TASK ITEM: Each line from the one containing "Where can the engine nacelle" through the last line of the material below is to be transcribed exactly, with nothing else included.

EXERCISE MATERIALS:
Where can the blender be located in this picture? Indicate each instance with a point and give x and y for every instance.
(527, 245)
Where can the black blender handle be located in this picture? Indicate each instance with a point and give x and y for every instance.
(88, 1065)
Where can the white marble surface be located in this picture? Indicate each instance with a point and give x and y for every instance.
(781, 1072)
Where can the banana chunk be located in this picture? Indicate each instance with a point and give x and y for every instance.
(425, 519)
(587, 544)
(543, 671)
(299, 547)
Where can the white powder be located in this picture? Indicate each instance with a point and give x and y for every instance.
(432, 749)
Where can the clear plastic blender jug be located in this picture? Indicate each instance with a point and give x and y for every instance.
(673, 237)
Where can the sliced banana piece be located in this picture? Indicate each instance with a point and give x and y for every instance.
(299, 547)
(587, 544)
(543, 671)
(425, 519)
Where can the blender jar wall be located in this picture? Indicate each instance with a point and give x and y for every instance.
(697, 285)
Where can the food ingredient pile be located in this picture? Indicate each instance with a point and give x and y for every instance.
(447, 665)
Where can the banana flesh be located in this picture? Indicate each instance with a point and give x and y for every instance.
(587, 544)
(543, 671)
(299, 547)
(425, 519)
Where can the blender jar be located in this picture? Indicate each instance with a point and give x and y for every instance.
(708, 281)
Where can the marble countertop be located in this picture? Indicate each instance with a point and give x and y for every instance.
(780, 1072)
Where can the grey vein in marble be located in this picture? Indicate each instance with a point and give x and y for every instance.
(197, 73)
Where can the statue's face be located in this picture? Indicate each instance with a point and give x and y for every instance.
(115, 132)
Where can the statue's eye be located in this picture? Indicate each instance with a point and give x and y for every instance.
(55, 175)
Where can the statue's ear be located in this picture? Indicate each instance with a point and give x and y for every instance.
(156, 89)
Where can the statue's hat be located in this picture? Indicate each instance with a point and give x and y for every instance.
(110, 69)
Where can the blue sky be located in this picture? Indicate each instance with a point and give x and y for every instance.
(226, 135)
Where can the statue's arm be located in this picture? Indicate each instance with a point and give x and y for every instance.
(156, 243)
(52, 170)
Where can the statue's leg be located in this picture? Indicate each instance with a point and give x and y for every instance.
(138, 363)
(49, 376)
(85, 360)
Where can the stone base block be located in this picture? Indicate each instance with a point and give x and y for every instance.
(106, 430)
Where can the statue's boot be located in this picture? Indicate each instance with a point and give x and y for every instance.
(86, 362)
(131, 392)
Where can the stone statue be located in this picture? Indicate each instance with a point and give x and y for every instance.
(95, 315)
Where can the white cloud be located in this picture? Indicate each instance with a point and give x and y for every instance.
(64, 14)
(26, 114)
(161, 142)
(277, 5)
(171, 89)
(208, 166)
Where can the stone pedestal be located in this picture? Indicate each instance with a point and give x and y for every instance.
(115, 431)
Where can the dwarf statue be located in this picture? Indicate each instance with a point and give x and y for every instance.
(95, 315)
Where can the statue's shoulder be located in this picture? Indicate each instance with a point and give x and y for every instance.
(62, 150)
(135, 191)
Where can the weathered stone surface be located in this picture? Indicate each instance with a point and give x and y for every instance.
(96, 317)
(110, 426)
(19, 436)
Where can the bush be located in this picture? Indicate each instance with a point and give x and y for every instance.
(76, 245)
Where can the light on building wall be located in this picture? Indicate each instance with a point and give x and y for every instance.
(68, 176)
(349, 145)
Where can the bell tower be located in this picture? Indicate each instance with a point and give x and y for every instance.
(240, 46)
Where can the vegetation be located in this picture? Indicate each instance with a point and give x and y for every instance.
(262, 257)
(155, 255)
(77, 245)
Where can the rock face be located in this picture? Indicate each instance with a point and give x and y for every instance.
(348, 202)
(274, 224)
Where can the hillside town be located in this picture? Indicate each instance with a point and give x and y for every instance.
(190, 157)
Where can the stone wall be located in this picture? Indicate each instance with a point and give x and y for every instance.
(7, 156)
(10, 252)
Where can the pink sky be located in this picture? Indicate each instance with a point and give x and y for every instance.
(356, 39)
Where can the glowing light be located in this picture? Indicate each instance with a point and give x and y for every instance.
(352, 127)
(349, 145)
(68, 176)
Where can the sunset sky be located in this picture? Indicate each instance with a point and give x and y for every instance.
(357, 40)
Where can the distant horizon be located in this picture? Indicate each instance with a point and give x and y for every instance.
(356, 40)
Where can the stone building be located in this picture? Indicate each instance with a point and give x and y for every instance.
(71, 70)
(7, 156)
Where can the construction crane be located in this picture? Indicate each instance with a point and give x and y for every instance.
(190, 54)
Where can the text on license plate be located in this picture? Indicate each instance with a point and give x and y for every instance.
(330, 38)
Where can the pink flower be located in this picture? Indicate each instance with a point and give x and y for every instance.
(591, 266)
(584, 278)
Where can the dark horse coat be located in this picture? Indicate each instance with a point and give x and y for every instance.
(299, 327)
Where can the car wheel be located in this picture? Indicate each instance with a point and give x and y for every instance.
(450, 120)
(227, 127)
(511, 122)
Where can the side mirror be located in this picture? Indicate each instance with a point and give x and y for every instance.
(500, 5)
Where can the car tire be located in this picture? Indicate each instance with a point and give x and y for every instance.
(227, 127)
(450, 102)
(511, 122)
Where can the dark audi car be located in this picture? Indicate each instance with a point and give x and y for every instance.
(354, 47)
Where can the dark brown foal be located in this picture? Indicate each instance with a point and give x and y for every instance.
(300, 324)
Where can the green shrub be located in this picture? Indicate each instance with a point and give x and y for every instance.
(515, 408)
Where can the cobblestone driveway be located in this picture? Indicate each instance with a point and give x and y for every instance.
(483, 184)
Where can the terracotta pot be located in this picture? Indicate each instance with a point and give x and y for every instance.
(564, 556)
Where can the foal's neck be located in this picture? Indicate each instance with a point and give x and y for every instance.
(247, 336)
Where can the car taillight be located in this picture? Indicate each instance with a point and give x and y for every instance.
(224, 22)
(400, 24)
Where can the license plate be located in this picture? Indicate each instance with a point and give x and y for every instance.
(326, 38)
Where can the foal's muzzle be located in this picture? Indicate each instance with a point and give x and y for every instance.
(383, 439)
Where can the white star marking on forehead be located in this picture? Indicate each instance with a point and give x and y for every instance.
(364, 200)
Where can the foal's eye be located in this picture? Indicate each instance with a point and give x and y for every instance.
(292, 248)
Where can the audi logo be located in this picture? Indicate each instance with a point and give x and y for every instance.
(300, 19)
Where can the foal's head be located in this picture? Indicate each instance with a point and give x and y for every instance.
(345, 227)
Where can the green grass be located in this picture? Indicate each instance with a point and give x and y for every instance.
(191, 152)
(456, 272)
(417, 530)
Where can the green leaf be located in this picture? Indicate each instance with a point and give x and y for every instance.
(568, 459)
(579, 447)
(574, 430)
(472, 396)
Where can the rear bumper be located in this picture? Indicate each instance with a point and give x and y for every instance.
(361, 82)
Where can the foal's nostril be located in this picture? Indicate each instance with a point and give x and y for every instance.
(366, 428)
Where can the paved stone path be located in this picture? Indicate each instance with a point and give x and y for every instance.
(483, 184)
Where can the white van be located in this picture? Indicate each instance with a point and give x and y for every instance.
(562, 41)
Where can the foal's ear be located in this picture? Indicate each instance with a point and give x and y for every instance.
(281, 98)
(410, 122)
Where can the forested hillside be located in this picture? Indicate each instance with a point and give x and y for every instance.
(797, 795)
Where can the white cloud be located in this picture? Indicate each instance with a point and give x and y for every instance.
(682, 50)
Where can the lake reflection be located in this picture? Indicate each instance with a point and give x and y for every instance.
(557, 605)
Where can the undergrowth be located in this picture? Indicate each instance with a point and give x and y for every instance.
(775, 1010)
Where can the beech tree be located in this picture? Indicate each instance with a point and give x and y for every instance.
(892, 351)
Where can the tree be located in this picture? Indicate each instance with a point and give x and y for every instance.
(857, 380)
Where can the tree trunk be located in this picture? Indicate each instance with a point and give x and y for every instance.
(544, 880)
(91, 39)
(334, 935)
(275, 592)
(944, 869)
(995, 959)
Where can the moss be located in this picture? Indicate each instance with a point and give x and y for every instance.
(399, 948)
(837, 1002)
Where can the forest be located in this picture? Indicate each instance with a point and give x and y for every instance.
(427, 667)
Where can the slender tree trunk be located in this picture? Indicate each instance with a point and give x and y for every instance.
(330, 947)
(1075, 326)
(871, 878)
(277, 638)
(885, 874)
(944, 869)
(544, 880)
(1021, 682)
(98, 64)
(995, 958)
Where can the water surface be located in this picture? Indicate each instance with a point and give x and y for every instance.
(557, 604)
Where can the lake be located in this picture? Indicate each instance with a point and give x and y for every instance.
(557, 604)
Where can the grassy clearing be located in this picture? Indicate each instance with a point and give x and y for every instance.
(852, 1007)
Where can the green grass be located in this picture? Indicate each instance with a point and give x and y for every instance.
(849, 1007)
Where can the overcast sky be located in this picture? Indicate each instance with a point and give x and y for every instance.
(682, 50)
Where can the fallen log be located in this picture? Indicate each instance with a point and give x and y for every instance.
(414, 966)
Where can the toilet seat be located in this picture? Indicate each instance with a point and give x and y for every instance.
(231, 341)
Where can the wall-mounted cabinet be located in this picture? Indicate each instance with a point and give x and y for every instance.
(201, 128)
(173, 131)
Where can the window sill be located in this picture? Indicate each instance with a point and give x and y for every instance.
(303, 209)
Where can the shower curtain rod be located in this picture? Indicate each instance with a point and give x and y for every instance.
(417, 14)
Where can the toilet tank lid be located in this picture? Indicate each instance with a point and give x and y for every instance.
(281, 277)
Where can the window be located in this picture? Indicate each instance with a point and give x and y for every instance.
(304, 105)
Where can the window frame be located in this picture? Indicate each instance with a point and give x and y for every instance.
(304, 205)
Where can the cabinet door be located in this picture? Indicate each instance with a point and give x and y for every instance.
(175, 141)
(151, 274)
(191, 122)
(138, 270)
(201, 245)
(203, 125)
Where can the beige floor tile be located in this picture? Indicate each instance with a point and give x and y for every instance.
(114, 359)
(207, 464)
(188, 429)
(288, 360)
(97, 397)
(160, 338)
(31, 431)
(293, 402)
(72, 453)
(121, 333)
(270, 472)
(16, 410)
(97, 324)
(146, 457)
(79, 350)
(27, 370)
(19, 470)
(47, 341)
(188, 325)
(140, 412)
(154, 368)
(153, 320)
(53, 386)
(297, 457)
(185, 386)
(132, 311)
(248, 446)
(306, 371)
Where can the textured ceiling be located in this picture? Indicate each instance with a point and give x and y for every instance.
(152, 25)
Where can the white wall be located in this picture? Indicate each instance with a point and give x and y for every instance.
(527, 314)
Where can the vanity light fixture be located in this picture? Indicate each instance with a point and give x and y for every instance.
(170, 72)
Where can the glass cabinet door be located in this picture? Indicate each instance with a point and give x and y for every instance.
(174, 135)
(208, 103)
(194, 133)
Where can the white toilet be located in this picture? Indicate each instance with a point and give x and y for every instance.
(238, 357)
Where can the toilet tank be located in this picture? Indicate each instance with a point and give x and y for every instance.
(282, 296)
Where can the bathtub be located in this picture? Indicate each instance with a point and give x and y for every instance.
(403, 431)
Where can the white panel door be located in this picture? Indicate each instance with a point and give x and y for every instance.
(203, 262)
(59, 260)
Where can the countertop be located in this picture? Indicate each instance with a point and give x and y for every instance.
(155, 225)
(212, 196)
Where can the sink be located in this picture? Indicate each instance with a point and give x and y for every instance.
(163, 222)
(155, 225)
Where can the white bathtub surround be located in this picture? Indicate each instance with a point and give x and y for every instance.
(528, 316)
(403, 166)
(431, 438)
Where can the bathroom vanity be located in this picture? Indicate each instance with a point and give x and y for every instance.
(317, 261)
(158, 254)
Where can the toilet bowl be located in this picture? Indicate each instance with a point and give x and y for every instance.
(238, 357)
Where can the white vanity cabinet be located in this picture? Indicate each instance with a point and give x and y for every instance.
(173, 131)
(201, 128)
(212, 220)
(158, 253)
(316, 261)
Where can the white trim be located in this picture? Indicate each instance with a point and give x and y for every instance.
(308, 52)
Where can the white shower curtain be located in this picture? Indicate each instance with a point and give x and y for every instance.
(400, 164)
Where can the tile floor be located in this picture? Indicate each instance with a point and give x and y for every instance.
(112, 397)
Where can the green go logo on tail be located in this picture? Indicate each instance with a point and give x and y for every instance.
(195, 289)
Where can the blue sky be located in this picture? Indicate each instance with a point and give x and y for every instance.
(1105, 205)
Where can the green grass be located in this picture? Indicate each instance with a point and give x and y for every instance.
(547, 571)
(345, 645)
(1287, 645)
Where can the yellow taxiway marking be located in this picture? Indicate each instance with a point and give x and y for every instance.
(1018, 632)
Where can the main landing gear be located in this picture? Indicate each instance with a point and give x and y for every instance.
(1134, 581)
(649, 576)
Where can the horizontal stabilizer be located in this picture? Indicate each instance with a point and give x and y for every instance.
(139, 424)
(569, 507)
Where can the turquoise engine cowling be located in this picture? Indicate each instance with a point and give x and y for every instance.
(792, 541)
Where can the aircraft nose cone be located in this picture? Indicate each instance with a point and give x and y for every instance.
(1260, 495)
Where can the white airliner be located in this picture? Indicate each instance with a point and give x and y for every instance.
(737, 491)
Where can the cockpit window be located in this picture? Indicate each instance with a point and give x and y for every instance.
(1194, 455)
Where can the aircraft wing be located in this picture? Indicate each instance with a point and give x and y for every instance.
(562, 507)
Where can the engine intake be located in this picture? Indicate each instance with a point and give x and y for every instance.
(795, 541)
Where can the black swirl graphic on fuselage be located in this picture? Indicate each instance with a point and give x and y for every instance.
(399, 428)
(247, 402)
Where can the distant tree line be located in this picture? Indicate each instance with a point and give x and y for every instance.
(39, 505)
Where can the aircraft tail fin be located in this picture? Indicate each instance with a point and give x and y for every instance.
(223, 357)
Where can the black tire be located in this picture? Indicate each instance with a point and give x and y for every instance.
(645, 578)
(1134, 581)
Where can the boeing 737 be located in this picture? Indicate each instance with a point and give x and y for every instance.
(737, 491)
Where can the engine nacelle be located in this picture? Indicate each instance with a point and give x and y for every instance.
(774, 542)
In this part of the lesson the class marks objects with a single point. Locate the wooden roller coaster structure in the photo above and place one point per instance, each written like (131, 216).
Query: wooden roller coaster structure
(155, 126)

RESULT FOR THIS EXERCISE:
Where can the engine nacelle be located in this picture? Indicate each instance with a point and give x and y for every instance.
(774, 542)
In this part of the lesson the class marks objects with a single point. Locate the wooden roller coaster structure in the photo above and place one point per instance, each written like (131, 216).
Query: wooden roller coaster structure
(155, 126)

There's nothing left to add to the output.